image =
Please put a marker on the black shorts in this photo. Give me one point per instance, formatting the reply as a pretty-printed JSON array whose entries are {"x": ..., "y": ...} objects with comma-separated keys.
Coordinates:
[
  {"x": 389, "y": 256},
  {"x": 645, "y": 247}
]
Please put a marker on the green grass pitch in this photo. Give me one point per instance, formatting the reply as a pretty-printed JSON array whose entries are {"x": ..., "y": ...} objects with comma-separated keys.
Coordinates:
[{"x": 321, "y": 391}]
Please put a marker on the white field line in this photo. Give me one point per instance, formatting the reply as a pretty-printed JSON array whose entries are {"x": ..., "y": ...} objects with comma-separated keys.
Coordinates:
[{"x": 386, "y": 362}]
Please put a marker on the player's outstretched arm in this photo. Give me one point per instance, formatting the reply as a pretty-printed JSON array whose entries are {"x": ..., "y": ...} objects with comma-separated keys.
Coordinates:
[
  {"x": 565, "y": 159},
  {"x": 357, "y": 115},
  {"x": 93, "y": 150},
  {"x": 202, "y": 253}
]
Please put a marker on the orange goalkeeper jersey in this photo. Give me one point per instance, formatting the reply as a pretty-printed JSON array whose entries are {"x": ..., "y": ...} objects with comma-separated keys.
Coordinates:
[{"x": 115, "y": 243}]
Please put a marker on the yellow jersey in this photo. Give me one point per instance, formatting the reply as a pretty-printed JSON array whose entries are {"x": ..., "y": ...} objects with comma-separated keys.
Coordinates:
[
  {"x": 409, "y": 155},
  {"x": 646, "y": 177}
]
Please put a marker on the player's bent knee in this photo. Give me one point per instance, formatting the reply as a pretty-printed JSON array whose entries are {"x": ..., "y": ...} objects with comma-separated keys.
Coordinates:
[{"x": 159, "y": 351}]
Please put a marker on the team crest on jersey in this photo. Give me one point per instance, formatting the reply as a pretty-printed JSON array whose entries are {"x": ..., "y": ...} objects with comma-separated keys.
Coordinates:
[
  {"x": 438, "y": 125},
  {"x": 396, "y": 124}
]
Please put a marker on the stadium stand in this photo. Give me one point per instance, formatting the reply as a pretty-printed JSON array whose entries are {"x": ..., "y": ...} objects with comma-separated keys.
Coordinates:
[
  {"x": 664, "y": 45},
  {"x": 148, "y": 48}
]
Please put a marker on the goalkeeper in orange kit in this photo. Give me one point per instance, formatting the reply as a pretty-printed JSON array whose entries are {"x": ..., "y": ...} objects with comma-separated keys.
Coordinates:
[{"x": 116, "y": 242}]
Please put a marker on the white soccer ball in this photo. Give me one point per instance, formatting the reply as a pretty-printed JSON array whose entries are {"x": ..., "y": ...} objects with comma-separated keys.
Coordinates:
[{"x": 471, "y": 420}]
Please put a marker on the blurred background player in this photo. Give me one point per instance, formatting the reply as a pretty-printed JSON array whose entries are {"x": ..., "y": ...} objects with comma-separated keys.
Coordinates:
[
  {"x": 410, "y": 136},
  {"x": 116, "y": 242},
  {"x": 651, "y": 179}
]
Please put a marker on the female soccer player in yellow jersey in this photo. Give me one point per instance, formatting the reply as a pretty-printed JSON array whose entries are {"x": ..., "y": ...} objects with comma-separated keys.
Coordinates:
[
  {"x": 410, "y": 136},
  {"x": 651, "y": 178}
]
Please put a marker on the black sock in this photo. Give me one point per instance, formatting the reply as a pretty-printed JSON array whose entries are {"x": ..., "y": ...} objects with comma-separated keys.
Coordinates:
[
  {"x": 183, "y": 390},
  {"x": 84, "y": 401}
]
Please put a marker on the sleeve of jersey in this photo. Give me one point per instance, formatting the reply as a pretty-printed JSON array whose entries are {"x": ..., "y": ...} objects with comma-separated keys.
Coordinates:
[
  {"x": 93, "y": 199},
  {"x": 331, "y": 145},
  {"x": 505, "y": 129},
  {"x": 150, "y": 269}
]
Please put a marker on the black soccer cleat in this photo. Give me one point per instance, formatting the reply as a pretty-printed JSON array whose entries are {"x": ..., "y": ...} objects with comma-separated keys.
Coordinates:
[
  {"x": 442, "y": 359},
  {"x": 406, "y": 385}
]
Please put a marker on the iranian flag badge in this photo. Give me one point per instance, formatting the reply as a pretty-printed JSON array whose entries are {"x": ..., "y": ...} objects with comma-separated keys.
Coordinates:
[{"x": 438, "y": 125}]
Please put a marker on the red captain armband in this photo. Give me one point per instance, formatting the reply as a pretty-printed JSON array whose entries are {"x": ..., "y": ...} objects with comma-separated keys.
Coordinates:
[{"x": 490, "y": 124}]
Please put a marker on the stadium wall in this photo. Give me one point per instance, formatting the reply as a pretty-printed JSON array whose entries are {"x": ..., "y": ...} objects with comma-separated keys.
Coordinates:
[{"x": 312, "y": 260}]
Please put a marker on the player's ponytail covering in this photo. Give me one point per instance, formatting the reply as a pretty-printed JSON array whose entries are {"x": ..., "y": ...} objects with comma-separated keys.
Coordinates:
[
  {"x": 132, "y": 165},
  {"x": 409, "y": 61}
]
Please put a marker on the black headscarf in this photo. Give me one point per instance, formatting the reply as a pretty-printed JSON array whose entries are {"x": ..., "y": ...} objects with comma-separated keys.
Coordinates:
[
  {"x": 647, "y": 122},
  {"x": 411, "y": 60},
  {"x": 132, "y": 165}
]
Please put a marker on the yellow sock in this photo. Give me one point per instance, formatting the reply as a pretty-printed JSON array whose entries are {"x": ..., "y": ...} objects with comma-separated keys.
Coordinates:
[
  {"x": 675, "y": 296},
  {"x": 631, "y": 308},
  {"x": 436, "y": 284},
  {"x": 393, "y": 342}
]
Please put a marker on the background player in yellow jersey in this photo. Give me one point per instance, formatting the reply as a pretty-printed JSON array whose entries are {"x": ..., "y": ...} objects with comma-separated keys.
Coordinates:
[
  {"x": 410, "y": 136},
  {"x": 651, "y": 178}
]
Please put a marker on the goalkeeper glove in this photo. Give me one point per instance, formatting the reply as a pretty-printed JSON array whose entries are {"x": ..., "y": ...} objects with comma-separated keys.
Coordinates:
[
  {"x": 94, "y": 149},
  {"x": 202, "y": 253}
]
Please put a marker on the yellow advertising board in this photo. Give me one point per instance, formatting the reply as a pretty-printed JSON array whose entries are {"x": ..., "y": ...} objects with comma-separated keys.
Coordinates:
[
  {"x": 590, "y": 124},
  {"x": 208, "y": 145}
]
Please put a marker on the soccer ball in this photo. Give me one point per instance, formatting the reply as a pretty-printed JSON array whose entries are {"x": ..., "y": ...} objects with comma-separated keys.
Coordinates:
::::::::
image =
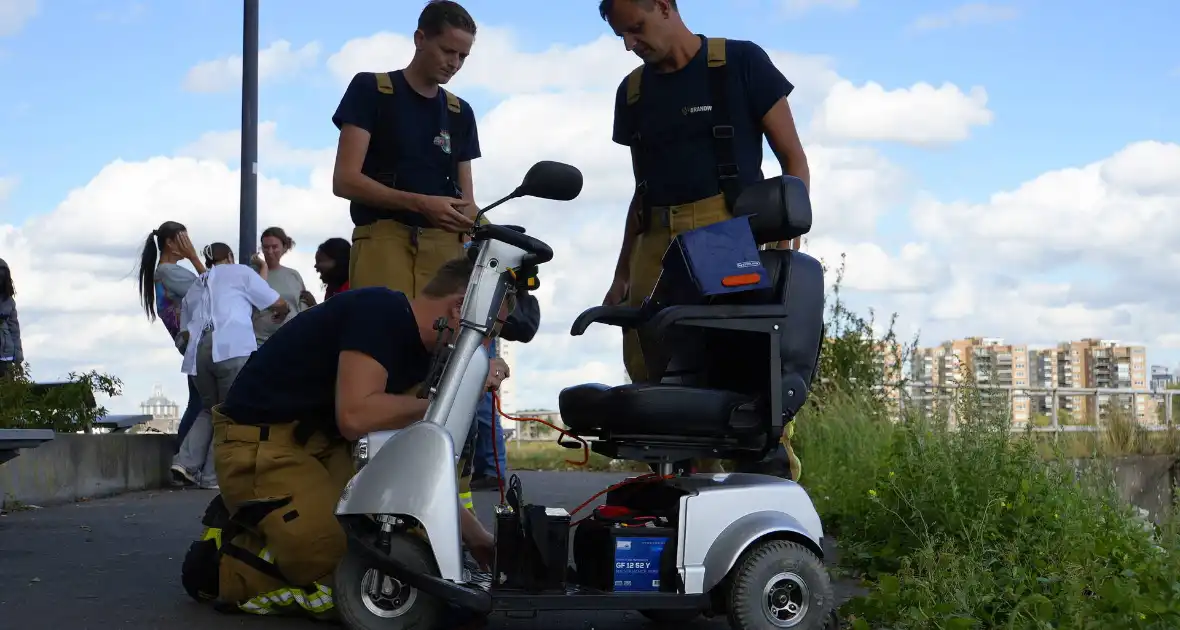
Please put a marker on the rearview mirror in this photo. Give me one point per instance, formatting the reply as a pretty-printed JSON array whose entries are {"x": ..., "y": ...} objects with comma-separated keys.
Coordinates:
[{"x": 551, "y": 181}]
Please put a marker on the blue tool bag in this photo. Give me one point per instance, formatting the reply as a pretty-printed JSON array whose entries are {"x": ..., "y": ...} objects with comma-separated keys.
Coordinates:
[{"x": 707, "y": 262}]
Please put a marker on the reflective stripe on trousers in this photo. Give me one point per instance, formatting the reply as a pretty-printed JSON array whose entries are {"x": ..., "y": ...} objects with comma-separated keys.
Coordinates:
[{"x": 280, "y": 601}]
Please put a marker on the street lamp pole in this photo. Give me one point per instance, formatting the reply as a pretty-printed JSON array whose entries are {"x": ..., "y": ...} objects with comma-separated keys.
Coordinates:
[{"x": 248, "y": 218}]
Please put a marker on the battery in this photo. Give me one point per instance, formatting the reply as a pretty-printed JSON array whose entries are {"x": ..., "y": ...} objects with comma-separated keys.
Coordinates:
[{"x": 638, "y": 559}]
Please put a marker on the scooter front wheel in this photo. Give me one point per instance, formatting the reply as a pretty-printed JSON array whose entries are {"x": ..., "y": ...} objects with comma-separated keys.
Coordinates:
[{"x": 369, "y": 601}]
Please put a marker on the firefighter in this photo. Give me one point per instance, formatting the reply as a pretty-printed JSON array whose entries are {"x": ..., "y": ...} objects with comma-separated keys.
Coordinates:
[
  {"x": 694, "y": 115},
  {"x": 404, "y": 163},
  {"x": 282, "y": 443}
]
::::::::
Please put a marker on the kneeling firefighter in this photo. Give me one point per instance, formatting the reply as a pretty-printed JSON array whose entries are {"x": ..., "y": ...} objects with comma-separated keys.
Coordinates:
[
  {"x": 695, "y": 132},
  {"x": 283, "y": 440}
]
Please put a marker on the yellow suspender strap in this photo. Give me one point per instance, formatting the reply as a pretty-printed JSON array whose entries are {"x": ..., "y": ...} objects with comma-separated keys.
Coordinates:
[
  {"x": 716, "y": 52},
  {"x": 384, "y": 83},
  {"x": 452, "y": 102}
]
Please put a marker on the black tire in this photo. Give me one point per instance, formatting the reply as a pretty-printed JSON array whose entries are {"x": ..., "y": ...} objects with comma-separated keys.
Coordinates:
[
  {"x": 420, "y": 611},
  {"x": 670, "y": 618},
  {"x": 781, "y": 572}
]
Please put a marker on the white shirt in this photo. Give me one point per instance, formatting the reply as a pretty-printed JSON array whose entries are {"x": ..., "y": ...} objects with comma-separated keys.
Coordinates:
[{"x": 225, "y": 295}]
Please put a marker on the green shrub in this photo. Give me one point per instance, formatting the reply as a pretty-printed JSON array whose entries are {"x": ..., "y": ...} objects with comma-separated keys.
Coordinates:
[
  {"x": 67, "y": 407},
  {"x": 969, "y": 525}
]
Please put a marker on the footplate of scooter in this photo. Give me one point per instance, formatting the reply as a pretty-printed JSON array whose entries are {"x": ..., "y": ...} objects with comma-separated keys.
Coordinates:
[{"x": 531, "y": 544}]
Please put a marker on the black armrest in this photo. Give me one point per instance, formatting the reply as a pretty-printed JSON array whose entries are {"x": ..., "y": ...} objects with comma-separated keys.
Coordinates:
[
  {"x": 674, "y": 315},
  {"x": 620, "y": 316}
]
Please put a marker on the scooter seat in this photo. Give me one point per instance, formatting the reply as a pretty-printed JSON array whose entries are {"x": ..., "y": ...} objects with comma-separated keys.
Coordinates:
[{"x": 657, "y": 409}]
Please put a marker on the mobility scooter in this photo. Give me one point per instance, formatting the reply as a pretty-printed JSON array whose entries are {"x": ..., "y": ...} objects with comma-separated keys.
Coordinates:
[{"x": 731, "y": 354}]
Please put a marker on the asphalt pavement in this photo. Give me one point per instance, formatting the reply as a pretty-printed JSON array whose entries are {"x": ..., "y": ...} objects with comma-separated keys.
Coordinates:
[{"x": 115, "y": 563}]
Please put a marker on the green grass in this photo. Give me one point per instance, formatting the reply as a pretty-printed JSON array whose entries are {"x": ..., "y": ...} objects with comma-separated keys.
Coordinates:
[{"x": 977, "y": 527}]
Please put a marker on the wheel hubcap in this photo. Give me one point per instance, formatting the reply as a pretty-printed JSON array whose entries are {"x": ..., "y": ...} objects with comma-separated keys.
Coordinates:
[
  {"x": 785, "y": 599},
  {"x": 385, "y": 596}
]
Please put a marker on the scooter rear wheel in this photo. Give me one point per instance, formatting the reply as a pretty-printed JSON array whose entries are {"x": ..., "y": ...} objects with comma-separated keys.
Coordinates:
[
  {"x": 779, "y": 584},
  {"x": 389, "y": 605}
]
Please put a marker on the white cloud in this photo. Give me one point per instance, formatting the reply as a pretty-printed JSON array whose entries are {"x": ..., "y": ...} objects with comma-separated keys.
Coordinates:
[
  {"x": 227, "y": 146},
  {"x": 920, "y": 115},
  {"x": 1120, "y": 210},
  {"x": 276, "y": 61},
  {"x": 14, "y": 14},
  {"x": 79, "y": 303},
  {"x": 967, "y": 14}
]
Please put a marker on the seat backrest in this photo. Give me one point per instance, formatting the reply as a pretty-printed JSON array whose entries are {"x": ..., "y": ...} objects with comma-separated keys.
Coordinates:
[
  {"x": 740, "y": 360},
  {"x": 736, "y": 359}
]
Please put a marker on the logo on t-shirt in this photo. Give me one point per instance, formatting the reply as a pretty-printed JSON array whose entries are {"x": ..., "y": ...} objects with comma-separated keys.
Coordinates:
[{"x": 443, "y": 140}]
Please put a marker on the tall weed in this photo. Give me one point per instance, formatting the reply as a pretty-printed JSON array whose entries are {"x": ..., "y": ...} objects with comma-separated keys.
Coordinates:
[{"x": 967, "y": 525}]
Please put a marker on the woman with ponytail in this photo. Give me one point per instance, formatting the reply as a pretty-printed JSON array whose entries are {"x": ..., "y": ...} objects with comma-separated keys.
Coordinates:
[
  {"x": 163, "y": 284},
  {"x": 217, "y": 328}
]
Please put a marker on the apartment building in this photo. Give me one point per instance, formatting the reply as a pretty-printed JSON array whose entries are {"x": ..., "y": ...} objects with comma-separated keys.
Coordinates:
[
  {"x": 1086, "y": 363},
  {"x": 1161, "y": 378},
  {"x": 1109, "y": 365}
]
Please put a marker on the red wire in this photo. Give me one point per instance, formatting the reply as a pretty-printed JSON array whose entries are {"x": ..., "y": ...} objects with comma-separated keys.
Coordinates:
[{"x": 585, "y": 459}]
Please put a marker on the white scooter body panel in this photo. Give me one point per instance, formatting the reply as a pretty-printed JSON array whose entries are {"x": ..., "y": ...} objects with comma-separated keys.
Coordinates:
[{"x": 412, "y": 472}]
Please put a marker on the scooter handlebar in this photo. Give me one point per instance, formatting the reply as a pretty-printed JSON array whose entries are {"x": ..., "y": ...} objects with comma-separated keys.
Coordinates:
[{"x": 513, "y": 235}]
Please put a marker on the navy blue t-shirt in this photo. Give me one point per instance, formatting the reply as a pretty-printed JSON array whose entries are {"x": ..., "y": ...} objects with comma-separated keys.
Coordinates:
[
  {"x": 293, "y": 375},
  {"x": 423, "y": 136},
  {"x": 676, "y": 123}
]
::::::::
> What needs to be done
Gather every line of the records above that contains the string "scooter", treating uppercase and lowercase letters as distinct.

> Finished task
Please put a marker on the scooter front wheel in this photo. Give me one point per instance, formatting the reply as a pretty-printed JSON array whose entries are {"x": ..., "y": ...} objects with comma-separated keys.
Please put a marker on the footplate of scooter in this photo. Give me one point per instance, formatting the reply as a pretty-printed JSON array whose entries are {"x": ..., "y": ...} objects with comma-separated keys.
Please put a marker on the scooter seat in this photo. Give me one point per instance, formatting the reply as a pretty-printed JSON array whose entries are {"x": ..., "y": ...} objects with comma-separated keys.
Please put a marker on the mobility scooter in this photo. Give me one point per instance, formatting the reply as a pretty-printed JSON array whose entries are {"x": ..., "y": ...} objects with comma-separated keys.
Please put a marker on the scooter rear wheel in this photo. Give me one point per instance, formatting the reply as a pretty-printed JSON array whose entries are {"x": ..., "y": ...} objects with comma-separated keys.
Please put a marker on the white scooter body panel in this photo. Give me one point per instance, formatting the reply as a pretty-printed JSON array whose entries are {"x": ..., "y": ...} objects with comma-separated keys.
Please put a marker on the scooter handlebar in this photo. Give me one point per instance, formatting the reply as a pretty-printed JSON array whose entries are {"x": ..., "y": ...} objects with comma-separated keys.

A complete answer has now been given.